Please gather every line in the records below that contains the string "background", copying each line in full. Matching is case-sensitive.

* * * * * * * * *

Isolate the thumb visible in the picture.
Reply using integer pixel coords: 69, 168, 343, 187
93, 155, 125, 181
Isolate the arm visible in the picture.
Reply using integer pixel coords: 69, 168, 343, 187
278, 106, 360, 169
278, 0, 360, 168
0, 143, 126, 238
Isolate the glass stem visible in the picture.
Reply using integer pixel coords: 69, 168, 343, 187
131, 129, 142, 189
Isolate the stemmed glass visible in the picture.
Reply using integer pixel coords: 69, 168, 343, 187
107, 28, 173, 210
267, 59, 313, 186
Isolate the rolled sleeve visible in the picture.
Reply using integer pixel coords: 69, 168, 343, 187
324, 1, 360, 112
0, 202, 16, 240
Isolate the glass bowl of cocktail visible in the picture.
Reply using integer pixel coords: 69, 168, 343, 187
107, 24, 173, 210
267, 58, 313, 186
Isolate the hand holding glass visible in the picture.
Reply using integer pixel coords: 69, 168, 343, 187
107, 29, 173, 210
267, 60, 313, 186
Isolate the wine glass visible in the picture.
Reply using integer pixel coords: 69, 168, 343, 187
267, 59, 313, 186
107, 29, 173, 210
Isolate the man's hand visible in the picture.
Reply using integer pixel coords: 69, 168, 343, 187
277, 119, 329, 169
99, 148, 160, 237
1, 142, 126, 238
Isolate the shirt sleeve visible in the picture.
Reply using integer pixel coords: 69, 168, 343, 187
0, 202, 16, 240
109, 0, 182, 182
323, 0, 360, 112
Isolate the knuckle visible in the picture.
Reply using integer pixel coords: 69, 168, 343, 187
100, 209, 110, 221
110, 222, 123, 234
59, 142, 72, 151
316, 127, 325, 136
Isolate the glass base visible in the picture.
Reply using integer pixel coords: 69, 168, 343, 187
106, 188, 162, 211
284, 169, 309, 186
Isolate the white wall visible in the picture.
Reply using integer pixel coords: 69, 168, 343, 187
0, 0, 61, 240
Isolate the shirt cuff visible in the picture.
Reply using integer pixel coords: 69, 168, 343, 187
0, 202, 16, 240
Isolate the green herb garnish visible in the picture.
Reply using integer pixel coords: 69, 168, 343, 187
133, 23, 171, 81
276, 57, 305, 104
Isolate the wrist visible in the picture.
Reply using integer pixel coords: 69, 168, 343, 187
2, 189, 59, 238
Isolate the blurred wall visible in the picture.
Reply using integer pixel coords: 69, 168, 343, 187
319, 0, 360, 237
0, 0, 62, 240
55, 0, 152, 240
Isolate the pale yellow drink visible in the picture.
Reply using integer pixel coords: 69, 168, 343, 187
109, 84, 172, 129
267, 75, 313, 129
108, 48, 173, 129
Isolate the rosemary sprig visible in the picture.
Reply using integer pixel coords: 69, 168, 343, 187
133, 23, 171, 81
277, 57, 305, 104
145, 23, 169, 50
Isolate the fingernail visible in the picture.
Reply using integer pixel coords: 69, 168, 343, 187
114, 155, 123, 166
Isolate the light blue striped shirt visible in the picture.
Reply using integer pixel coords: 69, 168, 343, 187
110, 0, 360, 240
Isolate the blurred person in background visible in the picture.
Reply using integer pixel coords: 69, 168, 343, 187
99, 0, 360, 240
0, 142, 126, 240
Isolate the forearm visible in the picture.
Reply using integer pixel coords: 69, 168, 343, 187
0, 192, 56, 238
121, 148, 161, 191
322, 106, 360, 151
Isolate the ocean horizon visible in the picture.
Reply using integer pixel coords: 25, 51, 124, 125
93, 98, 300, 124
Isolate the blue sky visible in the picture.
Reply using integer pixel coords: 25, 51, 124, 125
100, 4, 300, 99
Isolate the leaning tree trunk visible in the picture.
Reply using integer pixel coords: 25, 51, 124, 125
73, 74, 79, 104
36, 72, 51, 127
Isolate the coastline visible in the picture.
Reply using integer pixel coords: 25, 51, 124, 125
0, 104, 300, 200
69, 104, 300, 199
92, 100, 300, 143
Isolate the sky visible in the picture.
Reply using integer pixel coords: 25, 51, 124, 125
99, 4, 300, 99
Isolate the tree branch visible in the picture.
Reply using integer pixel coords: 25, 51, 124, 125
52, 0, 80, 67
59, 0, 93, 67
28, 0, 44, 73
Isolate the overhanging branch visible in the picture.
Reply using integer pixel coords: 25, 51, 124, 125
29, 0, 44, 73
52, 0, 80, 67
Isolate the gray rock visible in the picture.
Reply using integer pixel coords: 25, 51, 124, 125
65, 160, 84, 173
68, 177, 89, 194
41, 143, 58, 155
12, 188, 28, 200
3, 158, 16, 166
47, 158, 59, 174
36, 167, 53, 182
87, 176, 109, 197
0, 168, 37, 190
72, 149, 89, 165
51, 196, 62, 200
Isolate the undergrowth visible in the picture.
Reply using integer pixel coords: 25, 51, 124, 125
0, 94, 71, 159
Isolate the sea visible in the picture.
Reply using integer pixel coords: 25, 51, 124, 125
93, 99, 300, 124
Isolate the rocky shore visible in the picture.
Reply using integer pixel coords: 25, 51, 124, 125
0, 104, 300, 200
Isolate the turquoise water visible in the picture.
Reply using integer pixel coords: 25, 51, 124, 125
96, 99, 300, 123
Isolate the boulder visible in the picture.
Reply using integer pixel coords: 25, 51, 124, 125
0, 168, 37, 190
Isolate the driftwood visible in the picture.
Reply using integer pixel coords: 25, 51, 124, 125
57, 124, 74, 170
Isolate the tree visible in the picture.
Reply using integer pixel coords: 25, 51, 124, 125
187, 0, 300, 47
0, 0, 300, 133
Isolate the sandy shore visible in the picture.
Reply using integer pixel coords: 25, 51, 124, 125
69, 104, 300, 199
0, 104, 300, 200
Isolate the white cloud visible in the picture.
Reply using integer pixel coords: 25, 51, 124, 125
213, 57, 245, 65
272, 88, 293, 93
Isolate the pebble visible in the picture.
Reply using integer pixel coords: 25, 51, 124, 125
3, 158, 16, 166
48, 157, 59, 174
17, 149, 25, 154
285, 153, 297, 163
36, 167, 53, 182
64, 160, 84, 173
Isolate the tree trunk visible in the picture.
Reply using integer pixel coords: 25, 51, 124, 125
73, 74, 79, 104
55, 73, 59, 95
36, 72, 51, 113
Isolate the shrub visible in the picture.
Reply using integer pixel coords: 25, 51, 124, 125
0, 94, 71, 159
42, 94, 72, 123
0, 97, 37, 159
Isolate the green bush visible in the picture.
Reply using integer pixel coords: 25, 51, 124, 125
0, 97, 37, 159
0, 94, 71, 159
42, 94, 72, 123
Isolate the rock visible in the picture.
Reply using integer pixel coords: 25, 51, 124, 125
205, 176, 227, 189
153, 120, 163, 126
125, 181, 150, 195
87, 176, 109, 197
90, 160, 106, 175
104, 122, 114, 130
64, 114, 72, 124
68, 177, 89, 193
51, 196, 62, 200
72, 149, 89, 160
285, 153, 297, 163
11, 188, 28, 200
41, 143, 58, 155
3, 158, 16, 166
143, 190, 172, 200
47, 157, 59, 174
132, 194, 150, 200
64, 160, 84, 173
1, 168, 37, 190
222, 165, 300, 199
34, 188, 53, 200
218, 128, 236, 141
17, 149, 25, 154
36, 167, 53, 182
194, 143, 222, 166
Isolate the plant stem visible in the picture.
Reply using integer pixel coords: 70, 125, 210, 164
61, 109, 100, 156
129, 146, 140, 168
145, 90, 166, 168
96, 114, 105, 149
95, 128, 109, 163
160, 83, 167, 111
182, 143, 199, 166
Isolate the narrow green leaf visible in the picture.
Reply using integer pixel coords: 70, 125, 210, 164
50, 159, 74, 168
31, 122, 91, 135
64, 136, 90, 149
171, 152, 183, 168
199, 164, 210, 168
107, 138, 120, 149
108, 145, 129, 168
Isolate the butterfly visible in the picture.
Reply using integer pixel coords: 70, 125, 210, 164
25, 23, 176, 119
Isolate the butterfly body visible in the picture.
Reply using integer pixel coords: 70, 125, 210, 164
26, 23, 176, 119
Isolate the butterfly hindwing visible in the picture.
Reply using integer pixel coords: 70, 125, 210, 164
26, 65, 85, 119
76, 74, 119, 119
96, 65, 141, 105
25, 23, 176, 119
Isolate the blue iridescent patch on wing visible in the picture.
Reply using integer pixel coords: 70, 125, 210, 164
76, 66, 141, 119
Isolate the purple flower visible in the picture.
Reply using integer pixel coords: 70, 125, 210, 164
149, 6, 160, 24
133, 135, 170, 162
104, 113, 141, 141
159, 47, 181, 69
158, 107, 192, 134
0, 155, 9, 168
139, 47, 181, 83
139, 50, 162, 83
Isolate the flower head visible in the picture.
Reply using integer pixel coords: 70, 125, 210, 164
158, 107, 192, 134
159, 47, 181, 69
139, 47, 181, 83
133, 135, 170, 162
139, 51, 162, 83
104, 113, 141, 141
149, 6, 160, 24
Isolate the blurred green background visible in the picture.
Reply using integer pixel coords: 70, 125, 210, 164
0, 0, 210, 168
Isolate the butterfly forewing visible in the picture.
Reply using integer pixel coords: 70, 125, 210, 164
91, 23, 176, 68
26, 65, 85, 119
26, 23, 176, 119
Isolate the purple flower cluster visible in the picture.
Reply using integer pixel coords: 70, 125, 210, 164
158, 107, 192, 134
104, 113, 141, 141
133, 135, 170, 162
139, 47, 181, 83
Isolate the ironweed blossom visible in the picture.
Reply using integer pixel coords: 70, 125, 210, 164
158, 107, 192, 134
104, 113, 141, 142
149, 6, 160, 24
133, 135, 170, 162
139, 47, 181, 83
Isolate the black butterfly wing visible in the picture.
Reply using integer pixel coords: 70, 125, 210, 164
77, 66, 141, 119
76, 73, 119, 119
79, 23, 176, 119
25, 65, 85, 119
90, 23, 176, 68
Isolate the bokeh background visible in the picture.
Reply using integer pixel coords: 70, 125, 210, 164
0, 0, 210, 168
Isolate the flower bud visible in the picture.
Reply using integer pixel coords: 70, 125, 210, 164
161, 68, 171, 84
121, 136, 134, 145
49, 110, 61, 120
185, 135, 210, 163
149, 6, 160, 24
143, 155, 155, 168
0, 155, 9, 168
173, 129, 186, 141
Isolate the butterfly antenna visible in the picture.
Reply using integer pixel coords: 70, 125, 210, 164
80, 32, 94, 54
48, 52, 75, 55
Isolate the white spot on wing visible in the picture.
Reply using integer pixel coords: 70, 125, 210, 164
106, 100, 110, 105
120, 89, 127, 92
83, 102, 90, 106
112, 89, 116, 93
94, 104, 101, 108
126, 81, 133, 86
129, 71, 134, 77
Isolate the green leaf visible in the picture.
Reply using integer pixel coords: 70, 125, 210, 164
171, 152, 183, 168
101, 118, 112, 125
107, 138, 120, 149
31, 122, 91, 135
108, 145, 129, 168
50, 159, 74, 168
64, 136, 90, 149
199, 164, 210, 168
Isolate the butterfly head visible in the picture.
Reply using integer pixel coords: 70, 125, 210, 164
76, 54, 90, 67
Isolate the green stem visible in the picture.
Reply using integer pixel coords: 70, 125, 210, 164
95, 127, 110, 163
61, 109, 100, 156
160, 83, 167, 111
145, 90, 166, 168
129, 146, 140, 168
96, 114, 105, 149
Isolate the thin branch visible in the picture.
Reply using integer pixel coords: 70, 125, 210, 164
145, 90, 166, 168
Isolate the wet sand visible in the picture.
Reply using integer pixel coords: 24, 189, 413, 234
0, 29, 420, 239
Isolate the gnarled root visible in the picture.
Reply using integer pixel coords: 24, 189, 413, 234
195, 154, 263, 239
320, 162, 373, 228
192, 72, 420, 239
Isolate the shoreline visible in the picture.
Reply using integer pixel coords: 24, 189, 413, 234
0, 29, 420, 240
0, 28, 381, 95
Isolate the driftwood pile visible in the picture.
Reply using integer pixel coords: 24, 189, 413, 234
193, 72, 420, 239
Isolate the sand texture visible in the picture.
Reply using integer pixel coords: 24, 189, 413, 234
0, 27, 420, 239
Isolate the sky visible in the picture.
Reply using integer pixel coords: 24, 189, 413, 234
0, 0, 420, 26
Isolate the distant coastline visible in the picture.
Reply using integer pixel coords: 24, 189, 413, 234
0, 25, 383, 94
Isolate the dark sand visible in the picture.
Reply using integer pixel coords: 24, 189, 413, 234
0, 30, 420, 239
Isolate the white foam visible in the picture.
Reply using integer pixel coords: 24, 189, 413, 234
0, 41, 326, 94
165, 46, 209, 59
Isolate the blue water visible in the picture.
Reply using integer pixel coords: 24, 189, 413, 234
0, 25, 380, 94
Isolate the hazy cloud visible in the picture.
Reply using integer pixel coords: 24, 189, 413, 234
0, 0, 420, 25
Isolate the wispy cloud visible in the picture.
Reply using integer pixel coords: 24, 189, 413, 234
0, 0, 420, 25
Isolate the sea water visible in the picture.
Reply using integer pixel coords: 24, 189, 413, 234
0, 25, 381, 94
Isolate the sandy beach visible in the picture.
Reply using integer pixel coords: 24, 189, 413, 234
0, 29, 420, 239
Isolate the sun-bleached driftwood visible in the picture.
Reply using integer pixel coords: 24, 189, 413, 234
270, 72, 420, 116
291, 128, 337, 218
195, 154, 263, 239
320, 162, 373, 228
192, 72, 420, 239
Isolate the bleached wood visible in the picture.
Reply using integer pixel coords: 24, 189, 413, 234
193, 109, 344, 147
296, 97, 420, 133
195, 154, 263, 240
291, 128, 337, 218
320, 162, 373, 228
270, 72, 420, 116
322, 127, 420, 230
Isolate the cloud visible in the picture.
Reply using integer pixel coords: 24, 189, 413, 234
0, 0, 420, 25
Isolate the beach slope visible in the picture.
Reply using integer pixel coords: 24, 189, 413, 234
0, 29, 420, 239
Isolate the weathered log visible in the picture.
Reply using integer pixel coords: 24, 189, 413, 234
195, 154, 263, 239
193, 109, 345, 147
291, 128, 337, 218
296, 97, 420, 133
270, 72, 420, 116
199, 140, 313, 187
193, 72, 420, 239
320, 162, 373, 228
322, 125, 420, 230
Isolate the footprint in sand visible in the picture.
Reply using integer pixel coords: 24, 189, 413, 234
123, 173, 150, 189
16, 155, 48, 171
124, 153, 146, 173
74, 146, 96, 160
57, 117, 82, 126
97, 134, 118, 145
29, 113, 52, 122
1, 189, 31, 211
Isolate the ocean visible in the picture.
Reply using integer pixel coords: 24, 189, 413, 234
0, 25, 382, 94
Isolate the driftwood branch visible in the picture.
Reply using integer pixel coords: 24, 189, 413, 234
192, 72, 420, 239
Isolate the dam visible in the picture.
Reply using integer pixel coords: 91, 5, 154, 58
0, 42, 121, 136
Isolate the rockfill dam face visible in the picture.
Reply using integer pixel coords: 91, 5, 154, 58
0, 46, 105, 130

* * * * * * * * *

_WORKED SOLUTION_:
Isolate the blurred person in background visible in the picture.
Isolate the blurred green background visible in the picture.
Isolate the bokeh background visible in the picture.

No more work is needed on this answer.